** DATA SHOWN follows **
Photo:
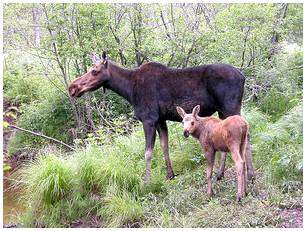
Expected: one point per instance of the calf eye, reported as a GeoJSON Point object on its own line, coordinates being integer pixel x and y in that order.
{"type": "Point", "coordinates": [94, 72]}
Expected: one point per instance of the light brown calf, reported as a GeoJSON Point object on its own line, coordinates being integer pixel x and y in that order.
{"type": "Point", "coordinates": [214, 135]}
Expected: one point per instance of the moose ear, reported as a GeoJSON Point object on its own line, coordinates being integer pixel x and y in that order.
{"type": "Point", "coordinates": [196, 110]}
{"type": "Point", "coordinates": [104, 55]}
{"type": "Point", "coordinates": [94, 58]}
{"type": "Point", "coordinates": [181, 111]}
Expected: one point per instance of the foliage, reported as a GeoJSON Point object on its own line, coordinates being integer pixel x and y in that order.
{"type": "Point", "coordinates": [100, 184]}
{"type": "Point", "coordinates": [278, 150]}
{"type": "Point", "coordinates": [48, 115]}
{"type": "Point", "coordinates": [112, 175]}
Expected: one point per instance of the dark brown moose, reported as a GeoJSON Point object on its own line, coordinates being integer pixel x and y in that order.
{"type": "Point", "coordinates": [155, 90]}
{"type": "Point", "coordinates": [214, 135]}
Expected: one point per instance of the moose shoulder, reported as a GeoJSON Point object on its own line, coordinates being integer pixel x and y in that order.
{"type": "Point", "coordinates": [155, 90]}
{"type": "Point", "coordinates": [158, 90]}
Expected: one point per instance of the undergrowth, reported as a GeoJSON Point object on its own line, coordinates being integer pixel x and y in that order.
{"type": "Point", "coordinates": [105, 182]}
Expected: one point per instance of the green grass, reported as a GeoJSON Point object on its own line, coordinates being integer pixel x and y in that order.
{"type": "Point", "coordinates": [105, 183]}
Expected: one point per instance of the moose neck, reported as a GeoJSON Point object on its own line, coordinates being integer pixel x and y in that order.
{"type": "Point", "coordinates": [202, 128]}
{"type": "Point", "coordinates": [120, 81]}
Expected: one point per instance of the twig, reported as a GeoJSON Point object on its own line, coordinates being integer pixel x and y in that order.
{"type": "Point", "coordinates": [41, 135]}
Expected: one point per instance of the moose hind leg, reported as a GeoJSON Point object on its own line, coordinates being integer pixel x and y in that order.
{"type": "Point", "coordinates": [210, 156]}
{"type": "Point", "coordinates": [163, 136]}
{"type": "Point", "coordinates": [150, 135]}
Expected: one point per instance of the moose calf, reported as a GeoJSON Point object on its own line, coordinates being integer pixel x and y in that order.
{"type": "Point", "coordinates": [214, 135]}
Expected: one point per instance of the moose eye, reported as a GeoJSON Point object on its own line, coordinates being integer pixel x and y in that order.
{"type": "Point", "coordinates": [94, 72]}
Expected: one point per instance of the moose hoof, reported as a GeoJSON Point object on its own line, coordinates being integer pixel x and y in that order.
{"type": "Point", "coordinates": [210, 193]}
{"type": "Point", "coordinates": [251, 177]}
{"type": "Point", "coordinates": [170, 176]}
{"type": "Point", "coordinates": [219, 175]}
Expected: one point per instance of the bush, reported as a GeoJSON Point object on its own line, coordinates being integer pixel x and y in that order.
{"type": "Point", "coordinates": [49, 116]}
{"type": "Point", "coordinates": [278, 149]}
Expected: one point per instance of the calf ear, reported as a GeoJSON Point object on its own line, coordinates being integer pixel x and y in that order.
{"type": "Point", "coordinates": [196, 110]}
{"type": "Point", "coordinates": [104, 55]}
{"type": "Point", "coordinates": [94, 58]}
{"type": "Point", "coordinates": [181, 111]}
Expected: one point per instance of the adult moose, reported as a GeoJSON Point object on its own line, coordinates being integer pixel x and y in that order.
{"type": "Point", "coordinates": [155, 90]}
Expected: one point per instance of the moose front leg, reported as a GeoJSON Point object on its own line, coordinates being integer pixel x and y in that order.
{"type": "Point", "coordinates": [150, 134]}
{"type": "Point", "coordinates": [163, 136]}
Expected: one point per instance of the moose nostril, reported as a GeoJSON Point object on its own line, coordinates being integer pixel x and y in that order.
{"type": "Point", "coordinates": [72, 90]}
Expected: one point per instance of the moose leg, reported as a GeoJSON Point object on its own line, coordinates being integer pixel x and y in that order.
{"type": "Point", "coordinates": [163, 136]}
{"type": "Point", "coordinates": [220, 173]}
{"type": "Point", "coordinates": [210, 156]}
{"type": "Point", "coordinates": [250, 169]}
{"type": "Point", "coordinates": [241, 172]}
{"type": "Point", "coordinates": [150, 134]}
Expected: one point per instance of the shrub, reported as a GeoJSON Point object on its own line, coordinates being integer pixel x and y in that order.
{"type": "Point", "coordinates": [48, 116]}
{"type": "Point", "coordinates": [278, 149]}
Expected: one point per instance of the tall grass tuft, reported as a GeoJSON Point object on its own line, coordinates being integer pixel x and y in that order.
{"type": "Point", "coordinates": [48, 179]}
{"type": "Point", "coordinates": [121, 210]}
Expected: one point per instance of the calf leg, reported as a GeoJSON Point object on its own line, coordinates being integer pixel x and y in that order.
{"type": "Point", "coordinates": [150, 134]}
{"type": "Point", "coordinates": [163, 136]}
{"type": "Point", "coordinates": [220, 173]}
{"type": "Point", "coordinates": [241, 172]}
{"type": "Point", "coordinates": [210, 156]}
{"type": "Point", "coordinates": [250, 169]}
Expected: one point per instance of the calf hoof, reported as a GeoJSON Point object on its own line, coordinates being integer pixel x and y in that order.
** End of DATA SHOWN **
** DATA SHOWN follows **
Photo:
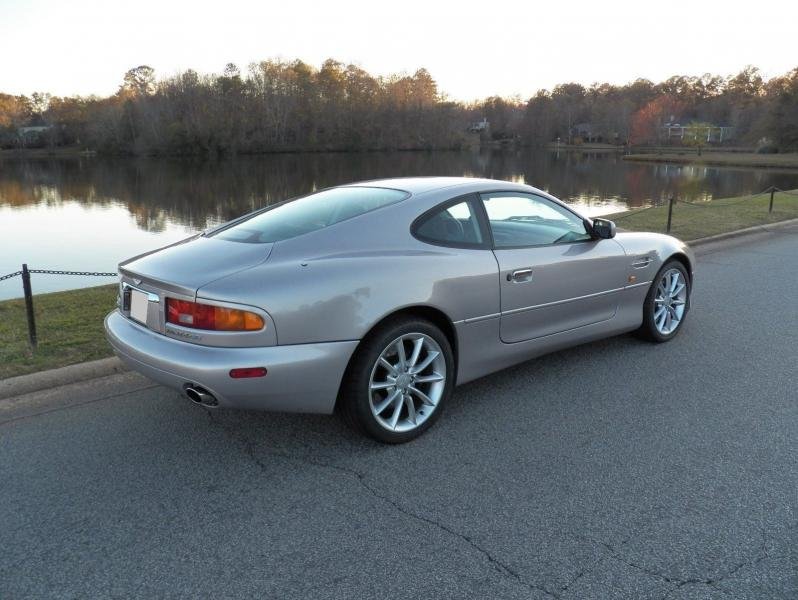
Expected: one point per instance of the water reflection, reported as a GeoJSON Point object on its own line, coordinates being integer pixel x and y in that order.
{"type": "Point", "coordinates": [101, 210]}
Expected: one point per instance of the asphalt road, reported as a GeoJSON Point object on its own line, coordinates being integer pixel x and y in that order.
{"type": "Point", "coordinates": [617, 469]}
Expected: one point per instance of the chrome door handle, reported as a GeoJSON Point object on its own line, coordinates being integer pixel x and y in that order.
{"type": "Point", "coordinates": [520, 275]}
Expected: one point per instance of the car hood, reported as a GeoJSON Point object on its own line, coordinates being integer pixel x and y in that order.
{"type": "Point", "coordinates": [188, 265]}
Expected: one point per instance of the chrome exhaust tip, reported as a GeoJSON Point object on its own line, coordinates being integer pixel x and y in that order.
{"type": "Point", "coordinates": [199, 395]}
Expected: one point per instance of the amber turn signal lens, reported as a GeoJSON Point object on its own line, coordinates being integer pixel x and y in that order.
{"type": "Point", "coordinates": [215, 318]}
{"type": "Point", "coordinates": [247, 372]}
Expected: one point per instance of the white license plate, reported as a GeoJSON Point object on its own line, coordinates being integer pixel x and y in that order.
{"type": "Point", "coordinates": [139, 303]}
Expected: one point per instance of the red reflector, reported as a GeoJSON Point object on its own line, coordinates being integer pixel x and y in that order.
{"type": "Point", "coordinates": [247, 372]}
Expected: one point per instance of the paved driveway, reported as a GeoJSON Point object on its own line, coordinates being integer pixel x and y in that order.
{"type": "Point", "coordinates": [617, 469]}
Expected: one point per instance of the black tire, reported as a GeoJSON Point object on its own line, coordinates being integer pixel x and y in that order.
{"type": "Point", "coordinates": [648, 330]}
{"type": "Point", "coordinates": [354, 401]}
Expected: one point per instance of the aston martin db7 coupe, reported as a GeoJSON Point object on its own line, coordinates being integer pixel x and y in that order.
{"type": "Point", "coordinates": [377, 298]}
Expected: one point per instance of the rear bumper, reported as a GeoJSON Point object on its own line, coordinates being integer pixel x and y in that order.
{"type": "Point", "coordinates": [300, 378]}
** End of DATA SHOWN **
- TASK ITEM: Taking the entries above, restate exactly those lines that fall between the line with "Expected: one point per instance of the tall" and the line with "Expected: one point per instance of the calf hoof, reported", keeping both of those lines too.

- SOLUTION TO THIS PROBLEM:
Expected: one point per instance of the tall grass tuft, reported as a GeoJSON Point object on its own line, coordinates being integer pixel x and y in that order.
{"type": "Point", "coordinates": [48, 179]}
{"type": "Point", "coordinates": [121, 210]}
Expected: one point per instance of the calf leg, reported as a GeoJSON Point object on its own line, coordinates being integer pixel x and y in that order.
{"type": "Point", "coordinates": [150, 134]}
{"type": "Point", "coordinates": [163, 136]}
{"type": "Point", "coordinates": [220, 173]}
{"type": "Point", "coordinates": [241, 172]}
{"type": "Point", "coordinates": [210, 156]}
{"type": "Point", "coordinates": [250, 169]}
Expected: one point per instance of the calf hoof, reported as a GeoJSON Point object on its own line, coordinates being integer pixel x and y in that order.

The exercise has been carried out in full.